* Text passage:
begin
What the removal of the monuments and especially the backlash and protest from white nationalists and supporters represent is certainly not limited to New Orleans or, in turn, to how white terrorism and white supremacy have historically victimized and killed blacks. After all, much of the rhetoric and discourse has rightfully been about how these monuments served as signs of the oppression of African Americans, who have undeniably been the victims of white supremacist hate and violence historically and contemporarily. What garners less attention yet speaks volumes—and goes unnoticed—is the extent to which white supremacist terror and extremism have, as a consequence, impacted and killed white people. We see the manifestations of the cost of white supremacy and extremism on public display in the recent unfolding in Portland, where two white men were killed and another seriously wounded while bravely challenging the hatred being spewed against two young women, Muslim and African American, on a train.

American and Confederate flags. Photo: Don Sniegowski/Flickr.
American and Confederate flags. Photo: Don Sniegowski/Flickr.

Like the monuments in New Orleans and other parts of the South that tell the story of white supremacy, loss, race, and the inability to be shackled to an inglorious past, what occurred in Portland is a contemporary manifestation, a reflection made eerily palpable, of those same ideologies and dynamics. But, equally important, it is how acts of white supremacy and terrorism harm, oppress, and kill people. Of course, we know from history and current times the deadly and deleterious effects hatred-based violence, racism, white supremacy and terrorism have on black people and, by extension, marginalized people. It is a bloody past and a present forever indelible. Reflect on it.

Emmett Till. Medgar Evers. Addie Collins, Denise McNair, Carole Robertson, and Cynthia Wesley—also known as the four little girls bombed in Birmingham’s Sixteenth Street Baptist Church. The Emanuel AME nine murdered during prayer service in Charleston, South Carolina: Reverend Clementa Pinckney, Tywanza Sanders, Cynthia Hurd, Reverend Depayne Middleton Doctor, Sharonda Coleman-Singleton, Ethel Lance, Susie Jackson, Reverend Daniel Simmons Sr., and Myra Thompson. These are just a mere fraction of the litany, and sadly the compendium, of black people who have fallen victim to terrorists indoctrinated by white extremist ideologies and practices. Add to this the recent slayings of Timothy Caughman and Richard Collins III by those whose premeditated intentions were to kill African Americans in Manhattan and Maryland, respectively. New York. Maryland. Portland, Oregon. None of these is the mythical or Deep South, nor did these murders occur in the 1890s, the 1950s, or the 1960s, but rather in 2017, which makes them all the more deplorable but, unfortunately, not surprising during the hatred-based platform of the Trump era.

We know these black individuals murdered by white supremacists. We evoke their names, we honor their memories, and we recognize the extent to which they were targeted simply by virtue of the color of their skin, for working toward equality, or for merely existing—being.
end
* Set exercise a: Return every line of the records that contains the word "window", matching case exactly.
The article on the monuments and the records are unrelated material.

* Input records:
begin
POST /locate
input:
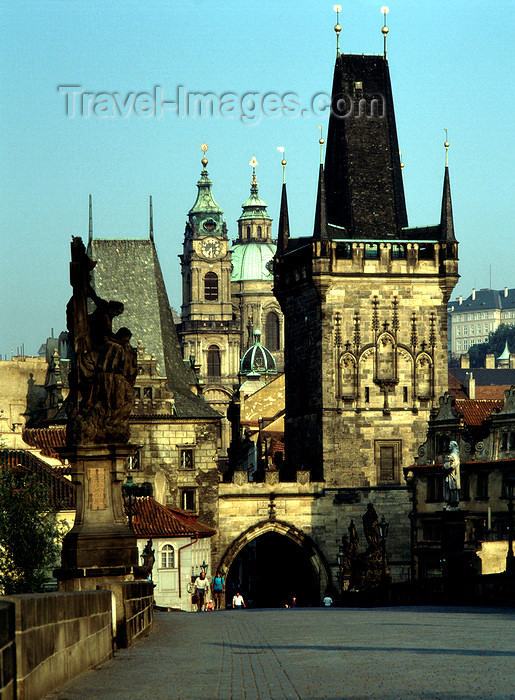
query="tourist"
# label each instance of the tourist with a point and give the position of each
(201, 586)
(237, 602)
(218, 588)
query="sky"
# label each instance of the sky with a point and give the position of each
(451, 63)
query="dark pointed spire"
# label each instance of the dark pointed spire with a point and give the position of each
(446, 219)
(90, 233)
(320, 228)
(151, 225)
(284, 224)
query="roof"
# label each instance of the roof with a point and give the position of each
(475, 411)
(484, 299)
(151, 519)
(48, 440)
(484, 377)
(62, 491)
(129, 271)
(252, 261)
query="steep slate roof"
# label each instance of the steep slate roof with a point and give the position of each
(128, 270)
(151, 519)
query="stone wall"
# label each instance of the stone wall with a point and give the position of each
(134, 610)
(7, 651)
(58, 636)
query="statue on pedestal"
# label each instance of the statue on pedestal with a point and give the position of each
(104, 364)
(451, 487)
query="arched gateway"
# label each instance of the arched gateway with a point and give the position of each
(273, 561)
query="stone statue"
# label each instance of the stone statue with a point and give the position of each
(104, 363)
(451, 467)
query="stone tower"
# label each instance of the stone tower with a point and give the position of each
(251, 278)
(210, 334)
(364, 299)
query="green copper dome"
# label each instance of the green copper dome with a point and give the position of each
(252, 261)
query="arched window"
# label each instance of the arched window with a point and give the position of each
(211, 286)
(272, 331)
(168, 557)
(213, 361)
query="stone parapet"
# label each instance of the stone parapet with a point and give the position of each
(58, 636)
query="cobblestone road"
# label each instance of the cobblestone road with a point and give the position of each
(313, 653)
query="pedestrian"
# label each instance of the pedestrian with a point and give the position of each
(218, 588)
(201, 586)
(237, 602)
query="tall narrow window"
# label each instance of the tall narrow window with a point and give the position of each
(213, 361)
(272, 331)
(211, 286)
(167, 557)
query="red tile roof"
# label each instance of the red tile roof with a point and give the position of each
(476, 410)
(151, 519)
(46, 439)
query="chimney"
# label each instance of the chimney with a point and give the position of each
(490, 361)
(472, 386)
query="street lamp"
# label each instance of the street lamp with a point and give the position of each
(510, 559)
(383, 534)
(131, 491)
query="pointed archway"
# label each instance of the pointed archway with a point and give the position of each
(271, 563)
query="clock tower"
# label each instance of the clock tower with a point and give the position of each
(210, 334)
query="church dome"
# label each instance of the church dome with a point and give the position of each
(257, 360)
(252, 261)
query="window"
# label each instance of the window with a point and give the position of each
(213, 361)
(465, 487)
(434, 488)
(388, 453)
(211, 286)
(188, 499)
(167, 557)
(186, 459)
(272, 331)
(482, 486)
end
begin
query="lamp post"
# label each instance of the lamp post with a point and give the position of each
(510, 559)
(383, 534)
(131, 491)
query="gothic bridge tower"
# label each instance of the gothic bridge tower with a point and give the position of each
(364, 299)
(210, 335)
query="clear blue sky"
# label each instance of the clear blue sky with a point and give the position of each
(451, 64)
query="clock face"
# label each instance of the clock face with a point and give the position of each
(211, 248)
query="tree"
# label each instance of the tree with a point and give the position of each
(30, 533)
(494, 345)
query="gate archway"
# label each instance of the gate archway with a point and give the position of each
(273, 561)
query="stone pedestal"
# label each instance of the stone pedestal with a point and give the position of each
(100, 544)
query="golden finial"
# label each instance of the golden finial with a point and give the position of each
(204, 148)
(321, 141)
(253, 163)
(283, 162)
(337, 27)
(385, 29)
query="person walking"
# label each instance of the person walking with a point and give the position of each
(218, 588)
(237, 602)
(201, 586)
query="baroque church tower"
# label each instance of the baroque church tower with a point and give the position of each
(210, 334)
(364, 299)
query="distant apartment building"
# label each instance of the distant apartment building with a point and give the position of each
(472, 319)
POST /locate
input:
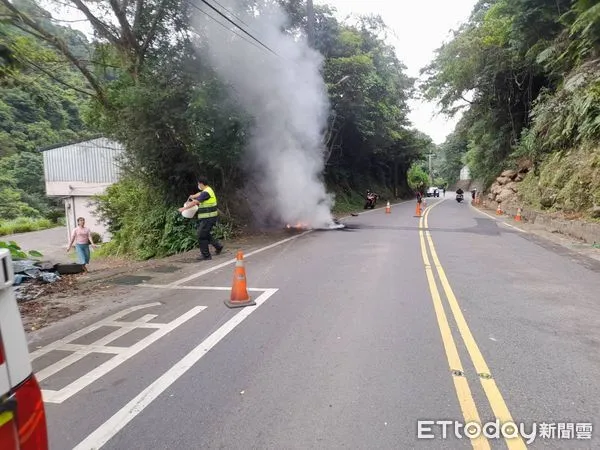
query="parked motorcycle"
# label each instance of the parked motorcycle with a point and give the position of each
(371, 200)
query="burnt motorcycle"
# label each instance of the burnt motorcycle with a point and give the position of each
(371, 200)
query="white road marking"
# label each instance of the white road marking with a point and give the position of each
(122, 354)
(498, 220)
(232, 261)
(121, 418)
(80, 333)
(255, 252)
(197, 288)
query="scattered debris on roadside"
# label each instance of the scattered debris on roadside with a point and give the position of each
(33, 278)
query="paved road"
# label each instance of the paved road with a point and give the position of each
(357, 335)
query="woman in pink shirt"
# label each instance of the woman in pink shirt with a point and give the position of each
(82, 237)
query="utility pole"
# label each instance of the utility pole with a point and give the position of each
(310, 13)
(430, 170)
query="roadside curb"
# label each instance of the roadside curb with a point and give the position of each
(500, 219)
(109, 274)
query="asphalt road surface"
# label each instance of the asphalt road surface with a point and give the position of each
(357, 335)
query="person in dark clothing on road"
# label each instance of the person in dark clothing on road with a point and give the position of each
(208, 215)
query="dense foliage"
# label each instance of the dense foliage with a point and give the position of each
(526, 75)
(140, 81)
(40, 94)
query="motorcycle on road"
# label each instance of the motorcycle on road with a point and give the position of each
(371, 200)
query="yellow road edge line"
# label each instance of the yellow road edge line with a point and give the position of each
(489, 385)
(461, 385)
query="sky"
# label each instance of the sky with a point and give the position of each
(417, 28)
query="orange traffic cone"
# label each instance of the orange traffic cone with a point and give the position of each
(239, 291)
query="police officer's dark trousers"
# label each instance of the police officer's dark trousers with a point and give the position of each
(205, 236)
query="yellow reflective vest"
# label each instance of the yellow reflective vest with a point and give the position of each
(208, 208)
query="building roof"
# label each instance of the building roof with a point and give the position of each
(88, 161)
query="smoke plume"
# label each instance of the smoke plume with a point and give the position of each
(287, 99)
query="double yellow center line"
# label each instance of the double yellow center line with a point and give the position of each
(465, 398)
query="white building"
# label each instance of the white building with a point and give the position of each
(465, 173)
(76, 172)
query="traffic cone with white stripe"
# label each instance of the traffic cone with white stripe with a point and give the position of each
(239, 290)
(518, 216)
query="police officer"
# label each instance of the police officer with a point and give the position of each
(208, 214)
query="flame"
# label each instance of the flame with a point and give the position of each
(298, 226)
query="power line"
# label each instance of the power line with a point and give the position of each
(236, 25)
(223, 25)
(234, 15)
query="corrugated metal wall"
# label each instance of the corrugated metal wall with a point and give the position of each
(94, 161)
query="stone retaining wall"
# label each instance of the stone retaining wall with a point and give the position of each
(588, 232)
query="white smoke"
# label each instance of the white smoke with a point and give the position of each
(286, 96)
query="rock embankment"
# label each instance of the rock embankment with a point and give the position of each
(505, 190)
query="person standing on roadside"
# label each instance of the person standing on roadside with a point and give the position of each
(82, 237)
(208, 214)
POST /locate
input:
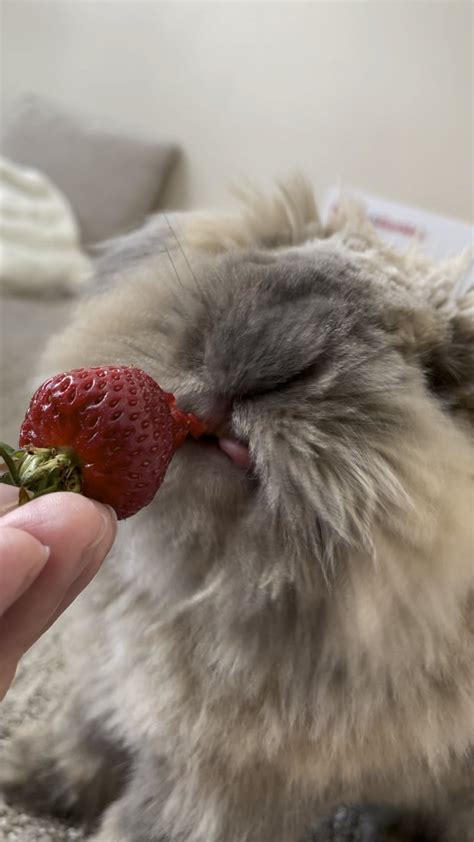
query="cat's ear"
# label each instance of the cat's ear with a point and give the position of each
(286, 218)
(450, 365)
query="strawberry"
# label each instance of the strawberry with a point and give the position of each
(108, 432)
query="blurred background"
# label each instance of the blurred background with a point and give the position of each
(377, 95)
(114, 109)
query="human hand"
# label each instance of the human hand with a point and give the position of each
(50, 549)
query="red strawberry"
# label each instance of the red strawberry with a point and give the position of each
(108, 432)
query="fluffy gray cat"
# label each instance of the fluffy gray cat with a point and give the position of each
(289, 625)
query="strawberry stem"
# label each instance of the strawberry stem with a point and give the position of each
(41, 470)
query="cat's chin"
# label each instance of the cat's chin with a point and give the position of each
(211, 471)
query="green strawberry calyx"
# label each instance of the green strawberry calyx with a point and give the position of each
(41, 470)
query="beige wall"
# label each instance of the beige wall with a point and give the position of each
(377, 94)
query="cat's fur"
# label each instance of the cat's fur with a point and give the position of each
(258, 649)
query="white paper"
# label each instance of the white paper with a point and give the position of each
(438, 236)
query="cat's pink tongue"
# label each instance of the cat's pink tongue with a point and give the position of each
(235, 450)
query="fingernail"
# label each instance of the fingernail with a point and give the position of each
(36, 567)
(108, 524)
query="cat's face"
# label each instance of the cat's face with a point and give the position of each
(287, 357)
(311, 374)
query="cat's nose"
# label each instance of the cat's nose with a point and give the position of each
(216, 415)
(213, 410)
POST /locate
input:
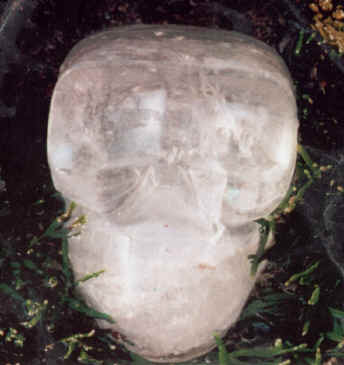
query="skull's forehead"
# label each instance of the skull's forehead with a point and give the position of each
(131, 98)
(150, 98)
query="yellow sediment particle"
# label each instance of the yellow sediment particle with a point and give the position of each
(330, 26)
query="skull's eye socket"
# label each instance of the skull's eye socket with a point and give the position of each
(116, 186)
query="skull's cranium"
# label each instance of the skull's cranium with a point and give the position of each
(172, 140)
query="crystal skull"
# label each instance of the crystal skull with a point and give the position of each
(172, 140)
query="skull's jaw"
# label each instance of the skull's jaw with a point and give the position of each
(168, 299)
end
* Set exercise b: Based on the article on the monuments, state whether each statement agrees with it, and back each answer with the deciding words quoted from it: (i) The Portland attack left two white men dead. (ii) The killings of Timothy Caughman and Richard Collins III happened in the 1960s. (iii) The two young women on the Portland train are described as Muslim and African American.

* Final answer a:
query="arched window"
# label each instance of the arched window with a point and give the position of each
query="tall narrow window"
# label each instance of the tall narrow window with a point and give the position of each
query="window"
# label each instance of the window with a point and give the position of each

* Final answer b:
(i) Yes: "where two white men were killed and another seriously wounded"
(ii) No: "nor did these murders occur in the 1890s, the 1950s, or the 1960s, but rather in 2017"
(iii) Yes: "two young women, Muslim and African American, on a train"